== Rows ==
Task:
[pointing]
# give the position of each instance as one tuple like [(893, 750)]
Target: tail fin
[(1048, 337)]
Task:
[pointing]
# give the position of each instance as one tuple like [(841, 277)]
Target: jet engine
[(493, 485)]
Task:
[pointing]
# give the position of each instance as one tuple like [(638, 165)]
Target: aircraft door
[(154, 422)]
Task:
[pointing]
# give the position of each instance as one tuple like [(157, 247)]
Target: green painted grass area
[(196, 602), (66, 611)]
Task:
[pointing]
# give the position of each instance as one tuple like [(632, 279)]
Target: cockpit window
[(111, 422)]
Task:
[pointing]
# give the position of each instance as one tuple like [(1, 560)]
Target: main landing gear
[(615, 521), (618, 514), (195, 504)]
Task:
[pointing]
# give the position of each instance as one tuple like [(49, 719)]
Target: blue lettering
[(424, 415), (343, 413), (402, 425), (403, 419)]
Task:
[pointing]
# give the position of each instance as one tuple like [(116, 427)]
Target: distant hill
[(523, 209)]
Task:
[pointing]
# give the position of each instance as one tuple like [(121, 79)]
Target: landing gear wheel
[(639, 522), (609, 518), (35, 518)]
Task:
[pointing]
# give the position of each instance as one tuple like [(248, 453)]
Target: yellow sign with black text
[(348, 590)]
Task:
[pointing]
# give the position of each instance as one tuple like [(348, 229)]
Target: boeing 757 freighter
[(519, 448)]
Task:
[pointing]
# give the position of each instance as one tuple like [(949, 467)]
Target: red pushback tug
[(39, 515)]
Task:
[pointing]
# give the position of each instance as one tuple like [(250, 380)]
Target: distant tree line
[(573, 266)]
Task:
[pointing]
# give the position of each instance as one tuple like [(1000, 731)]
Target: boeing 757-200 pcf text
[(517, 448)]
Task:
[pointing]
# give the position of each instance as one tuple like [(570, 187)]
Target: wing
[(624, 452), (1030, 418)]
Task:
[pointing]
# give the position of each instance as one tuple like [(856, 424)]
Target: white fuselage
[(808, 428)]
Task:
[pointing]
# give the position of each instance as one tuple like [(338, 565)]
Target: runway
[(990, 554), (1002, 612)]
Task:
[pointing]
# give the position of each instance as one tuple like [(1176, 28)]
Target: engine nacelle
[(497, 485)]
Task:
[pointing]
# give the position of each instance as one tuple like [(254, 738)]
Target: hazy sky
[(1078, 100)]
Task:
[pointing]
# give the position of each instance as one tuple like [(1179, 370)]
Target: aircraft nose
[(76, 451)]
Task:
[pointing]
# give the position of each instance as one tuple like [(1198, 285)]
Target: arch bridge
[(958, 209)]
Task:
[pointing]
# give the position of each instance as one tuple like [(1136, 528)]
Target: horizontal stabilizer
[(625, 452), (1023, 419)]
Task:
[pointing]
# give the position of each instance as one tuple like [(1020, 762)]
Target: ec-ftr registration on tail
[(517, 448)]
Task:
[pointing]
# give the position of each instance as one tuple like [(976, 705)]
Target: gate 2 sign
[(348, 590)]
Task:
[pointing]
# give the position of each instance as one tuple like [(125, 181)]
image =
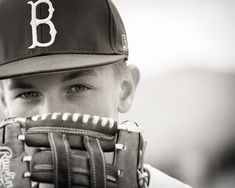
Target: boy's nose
[(53, 104)]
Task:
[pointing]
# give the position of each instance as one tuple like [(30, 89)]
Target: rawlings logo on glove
[(6, 176), (69, 150)]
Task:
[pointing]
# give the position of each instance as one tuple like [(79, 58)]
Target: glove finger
[(12, 131)]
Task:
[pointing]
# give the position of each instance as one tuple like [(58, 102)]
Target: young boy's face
[(95, 91)]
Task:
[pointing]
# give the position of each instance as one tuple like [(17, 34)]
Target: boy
[(67, 56)]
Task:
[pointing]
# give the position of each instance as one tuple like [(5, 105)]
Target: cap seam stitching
[(58, 50)]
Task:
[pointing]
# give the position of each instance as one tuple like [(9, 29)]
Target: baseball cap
[(43, 36)]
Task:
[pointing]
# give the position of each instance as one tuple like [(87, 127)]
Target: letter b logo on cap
[(36, 22)]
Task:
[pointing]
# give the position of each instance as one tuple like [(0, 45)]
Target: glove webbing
[(62, 166), (97, 162), (61, 159)]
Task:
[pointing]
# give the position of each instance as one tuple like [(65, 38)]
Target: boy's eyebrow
[(81, 73), (19, 85)]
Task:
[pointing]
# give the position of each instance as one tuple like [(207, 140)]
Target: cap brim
[(55, 63)]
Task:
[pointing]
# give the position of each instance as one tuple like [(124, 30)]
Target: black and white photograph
[(117, 94)]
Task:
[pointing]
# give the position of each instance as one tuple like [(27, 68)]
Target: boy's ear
[(129, 83)]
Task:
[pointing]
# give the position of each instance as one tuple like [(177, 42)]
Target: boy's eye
[(77, 88), (29, 95)]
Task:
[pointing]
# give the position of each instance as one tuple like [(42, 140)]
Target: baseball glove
[(71, 150)]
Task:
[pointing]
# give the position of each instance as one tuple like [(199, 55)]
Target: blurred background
[(185, 50)]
===
→ Stated problem:
Quote each line of the listing exactly, but leave the pictures out.

→ Answer for this exercise:
Task:
[pointing]
# give the position of each instance as one tuple like [(893, 750)]
Target: tail fin
[(1048, 337)]
Task:
[pointing]
# give the position of each instance as one tuple like [(841, 277)]
Target: jet engine
[(493, 485)]
Task:
[pointing]
# give the position of each instance as one tuple like [(638, 165)]
Target: aircraft door
[(154, 422)]
Task:
[pointing]
# give the position of each instance as one tuple like [(157, 247)]
Target: green painted grass area
[(196, 602), (66, 611)]
Task:
[pointing]
# give the position of each instance as one tuple like [(632, 279)]
Target: cockpit window
[(111, 422)]
Task:
[pointing]
# give the position of each instance as one tuple like [(1, 560)]
Target: main landing gear
[(615, 521), (618, 514), (195, 504)]
Task:
[pointing]
# give the position of each instance as one tuple like [(49, 719)]
Target: blue lettering
[(424, 415), (343, 413), (402, 425), (403, 419)]
Task:
[pointing]
# give the position of each instance as one tuple like [(116, 427)]
Target: distant hill
[(523, 209)]
Task:
[pointing]
# give the position of each instance as one tuple like [(121, 79)]
Target: landing gear wheel
[(639, 522), (609, 518), (35, 518)]
Task:
[pointing]
# give the position of each instance as one tuple like [(248, 453)]
Target: yellow sign with black text
[(348, 590)]
Task:
[pointing]
# give the position of each instance as one tuple like [(348, 229)]
Target: boeing 757 freighter
[(519, 448)]
Task:
[pointing]
# give the position of each instance as one tuple like [(949, 467)]
Target: red pushback tug
[(39, 515)]
Task:
[pointing]
# give the position of each instance as one tuple like [(250, 380)]
Target: distant tree line
[(573, 266)]
Task:
[pointing]
# give the position of each instance as one tuple like [(1000, 731)]
Target: boeing 757-200 pcf text
[(517, 448)]
Task:
[pointing]
# give the position of each instance as one tuple like [(570, 187)]
Target: wing
[(624, 452), (1030, 418)]
Task:
[pointing]
# give the position of each instance as one tuple like [(856, 424)]
Target: white fuselage
[(808, 428)]
Task:
[pointing]
# give the position of each instance as one tuple like [(338, 565)]
Target: runway
[(990, 554), (1002, 612)]
Task:
[pointing]
# give the position of each instance as one tuple like [(1176, 28)]
Target: engine nacelle
[(497, 485)]
Task:
[pointing]
# give the position of each instance as one tuple like [(254, 738)]
Target: hazy sky
[(1078, 100)]
Task:
[pointing]
# give the position of each instance as one tuple like [(1179, 370)]
Target: aircraft nose
[(76, 451)]
Task:
[pointing]
# give the position of each instance as one tuple like [(1198, 285)]
Target: arch bridge
[(958, 209)]
Task:
[pointing]
# give the position of each instance as one tuple like [(1136, 528)]
Target: horizontal stabilizer
[(625, 452), (1023, 419)]
Task:
[pointing]
# give the position of each instance as one tuple like [(1020, 762)]
Target: ec-ftr registration on tail
[(517, 448)]
Task:
[pointing]
# give the position of each instance as one tuple like [(976, 705)]
Target: gate 2 sign
[(348, 590)]
Task:
[pointing]
# give the position of each instance as one tuple like [(125, 181)]
image =
Target: boy's nose
[(53, 104)]
Task:
[pointing]
# give the position of each instance as one tuple like [(30, 89)]
Target: rawlings logo on glove
[(6, 176), (69, 150)]
Task:
[pointing]
# give the position of each instance as one tuple like [(79, 58)]
Target: glove finger
[(12, 131)]
Task:
[pointing]
# give the position of each instance as one tuple like [(58, 102)]
Target: young boy's face
[(95, 91)]
Task:
[pointing]
# give the position of each instance as one tuple like [(17, 34)]
Target: boy
[(67, 56)]
Task:
[pointing]
# give the position of each instance as one tuple like [(5, 105)]
Target: cap seam stitching
[(58, 50)]
Task:
[pointing]
# give the position of each instance as one tuple like [(9, 29)]
Target: baseball cap
[(43, 36)]
Task:
[pointing]
# give the position of each instance as one tuple like [(87, 127)]
Target: letter b logo on cap
[(36, 22)]
Task:
[pointing]
# give the position of each instance as one tuple like [(0, 45)]
Target: glove webbing
[(62, 166), (97, 162), (61, 159)]
Task:
[pointing]
# give the position of each instance as one tuple like [(65, 38)]
Target: boy's eyebrow
[(81, 73), (19, 85)]
Task:
[pointing]
# give the position of each instance as one tuple like [(207, 140)]
Target: cap brim
[(55, 63)]
Task:
[pointing]
# give the position of each instance as one tuple like [(124, 30)]
Target: black and white photograph
[(117, 94)]
Task:
[pointing]
# give the position of each instance as one tuple like [(27, 68)]
Target: boy's ear
[(129, 83)]
Task:
[pointing]
# give the position of each instance as one tuple like [(177, 42)]
Target: boy's eye
[(77, 88), (29, 95)]
Task:
[pointing]
# give the position of each instance as one tuple like [(42, 140)]
Target: baseball glove
[(71, 150)]
Task:
[pointing]
# give the position of each instance as one tuple like [(199, 55)]
Target: blurred background
[(185, 50)]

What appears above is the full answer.